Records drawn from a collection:
========================

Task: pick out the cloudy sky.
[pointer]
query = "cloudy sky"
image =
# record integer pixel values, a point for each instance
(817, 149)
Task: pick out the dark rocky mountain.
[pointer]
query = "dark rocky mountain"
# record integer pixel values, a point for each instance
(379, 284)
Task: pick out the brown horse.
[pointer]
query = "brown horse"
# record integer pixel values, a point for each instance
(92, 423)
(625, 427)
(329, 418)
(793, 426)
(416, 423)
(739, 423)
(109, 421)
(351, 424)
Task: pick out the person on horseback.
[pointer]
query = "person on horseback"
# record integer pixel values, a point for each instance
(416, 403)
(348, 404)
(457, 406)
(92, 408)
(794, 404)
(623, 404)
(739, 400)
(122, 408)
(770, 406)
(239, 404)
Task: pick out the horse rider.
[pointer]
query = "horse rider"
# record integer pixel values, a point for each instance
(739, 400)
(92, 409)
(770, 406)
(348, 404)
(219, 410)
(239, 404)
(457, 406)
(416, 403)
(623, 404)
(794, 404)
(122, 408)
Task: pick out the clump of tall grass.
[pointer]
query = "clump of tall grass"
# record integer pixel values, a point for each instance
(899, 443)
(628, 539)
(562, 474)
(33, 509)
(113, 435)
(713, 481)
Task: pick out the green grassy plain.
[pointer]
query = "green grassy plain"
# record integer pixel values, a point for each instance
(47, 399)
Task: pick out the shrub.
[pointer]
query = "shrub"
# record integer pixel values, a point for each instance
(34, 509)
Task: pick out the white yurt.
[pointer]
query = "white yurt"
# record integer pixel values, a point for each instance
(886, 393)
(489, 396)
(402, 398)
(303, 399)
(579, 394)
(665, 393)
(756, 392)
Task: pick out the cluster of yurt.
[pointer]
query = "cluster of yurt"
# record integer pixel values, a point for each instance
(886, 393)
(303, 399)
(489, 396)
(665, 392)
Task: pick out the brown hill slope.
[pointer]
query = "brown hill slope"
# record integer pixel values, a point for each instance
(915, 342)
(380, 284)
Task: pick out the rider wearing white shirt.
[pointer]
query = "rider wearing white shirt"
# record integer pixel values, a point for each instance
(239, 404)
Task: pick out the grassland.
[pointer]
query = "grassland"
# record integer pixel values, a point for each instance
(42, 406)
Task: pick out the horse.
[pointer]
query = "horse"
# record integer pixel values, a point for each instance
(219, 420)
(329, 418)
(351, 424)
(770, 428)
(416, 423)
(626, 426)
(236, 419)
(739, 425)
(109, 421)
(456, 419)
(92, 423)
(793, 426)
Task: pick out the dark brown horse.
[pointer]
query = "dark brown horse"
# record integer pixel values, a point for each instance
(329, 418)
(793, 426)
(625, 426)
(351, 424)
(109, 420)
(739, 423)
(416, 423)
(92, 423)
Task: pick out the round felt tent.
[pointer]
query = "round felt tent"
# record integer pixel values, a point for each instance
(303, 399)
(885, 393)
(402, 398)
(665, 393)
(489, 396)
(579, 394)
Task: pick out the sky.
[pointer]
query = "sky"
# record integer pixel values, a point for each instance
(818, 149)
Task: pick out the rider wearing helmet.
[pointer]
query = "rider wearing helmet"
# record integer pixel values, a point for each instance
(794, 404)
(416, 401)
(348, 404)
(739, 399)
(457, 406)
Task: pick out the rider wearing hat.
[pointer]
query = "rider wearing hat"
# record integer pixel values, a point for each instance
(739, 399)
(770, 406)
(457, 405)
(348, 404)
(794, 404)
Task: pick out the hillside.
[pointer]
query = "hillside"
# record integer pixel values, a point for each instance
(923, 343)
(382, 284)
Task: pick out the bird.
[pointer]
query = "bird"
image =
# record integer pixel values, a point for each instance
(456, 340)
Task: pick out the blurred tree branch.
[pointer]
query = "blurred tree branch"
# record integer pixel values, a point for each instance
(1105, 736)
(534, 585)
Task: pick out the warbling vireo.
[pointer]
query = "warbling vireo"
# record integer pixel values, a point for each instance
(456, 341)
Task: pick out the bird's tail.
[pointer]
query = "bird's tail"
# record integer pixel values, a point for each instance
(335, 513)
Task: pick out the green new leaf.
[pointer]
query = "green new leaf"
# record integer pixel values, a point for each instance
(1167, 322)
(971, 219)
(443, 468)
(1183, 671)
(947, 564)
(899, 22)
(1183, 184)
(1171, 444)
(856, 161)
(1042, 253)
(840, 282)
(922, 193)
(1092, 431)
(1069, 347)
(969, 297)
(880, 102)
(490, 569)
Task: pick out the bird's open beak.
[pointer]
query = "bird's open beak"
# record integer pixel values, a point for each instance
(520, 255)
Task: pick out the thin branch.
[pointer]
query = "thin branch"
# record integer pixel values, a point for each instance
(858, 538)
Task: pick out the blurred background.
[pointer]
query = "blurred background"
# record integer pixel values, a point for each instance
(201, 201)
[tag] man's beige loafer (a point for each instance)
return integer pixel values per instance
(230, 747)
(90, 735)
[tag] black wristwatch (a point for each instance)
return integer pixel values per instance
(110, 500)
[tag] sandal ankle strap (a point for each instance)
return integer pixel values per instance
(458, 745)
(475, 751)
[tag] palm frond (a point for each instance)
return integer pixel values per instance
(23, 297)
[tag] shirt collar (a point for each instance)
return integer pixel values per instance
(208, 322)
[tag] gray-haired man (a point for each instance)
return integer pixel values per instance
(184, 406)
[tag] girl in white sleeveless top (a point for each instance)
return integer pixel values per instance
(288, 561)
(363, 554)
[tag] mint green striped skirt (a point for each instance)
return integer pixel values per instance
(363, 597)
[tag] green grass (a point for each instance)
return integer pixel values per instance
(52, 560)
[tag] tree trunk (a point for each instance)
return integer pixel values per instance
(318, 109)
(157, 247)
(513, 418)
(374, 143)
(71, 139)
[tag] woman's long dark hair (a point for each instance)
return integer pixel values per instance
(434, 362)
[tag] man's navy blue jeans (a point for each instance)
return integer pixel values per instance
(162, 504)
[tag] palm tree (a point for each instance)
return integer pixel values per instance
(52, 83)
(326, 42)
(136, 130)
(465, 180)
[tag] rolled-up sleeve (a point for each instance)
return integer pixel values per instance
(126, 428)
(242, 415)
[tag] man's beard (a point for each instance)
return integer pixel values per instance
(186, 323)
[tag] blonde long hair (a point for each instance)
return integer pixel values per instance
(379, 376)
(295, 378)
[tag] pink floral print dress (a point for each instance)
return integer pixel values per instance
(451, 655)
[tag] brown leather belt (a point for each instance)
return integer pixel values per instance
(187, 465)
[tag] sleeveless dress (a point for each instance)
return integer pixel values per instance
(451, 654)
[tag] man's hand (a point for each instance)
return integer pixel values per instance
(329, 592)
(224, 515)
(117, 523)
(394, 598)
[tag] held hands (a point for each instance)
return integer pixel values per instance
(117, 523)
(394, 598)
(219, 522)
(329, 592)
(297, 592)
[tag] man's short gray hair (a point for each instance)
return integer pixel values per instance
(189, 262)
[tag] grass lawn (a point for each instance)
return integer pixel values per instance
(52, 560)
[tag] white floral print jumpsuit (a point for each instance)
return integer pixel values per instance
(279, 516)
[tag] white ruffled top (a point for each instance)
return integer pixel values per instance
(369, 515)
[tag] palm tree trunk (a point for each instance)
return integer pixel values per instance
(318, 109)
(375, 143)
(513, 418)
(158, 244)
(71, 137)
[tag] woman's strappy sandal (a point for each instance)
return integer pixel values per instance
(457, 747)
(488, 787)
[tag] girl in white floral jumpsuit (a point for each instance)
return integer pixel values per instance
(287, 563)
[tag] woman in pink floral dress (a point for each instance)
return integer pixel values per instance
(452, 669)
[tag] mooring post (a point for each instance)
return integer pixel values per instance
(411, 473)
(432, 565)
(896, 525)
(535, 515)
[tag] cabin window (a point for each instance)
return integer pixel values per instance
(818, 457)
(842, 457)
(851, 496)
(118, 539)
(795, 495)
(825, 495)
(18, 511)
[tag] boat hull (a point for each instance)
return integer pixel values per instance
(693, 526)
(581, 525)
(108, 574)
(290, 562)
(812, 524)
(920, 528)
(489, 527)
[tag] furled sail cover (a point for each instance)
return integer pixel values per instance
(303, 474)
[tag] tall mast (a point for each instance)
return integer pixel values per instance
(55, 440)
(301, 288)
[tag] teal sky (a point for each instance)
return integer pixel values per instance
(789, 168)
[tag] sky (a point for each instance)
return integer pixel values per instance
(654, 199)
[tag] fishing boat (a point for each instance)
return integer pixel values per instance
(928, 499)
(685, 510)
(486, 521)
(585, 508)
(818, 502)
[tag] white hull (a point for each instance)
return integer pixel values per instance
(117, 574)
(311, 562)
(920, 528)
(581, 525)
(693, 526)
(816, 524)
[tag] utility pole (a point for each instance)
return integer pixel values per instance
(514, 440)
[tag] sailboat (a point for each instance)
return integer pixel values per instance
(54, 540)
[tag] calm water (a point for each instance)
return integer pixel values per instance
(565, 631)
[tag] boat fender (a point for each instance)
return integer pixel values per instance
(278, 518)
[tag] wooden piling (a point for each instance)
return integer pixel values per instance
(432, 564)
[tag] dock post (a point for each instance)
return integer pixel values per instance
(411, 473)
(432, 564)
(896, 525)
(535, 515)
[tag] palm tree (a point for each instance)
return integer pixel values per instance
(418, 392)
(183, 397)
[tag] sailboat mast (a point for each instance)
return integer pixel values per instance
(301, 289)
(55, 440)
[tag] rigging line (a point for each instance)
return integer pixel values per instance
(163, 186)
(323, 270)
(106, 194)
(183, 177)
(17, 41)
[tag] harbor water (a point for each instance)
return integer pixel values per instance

========================

**Task description:** Retype the data character for character, starting with the line that contains "[tag] boat fender (a point for each instance)" and continuing through the last line of the data, inclusive.

**The answer:**
[tag] boat fender (a point for each instance)
return integer pixel values per instance
(278, 518)
[tag] wooden piling (a point for each instance)
return integer pixel values per instance
(432, 564)
[tag] dock post (a point for each instance)
return integer pixel values per instance
(411, 473)
(432, 564)
(896, 525)
(535, 515)
[tag] palm tree (a point for each instance)
return integer pixel values per instance
(418, 392)
(183, 397)
[tag] sailboat mast (a point for each instance)
return integer pixel values per instance
(301, 289)
(55, 440)
[tag] rigging line (a point for each instance)
return integer pixel values per instance
(163, 186)
(323, 270)
(106, 194)
(183, 177)
(17, 41)
[tag] harbor water (a point for each instance)
return integer pixel values per instance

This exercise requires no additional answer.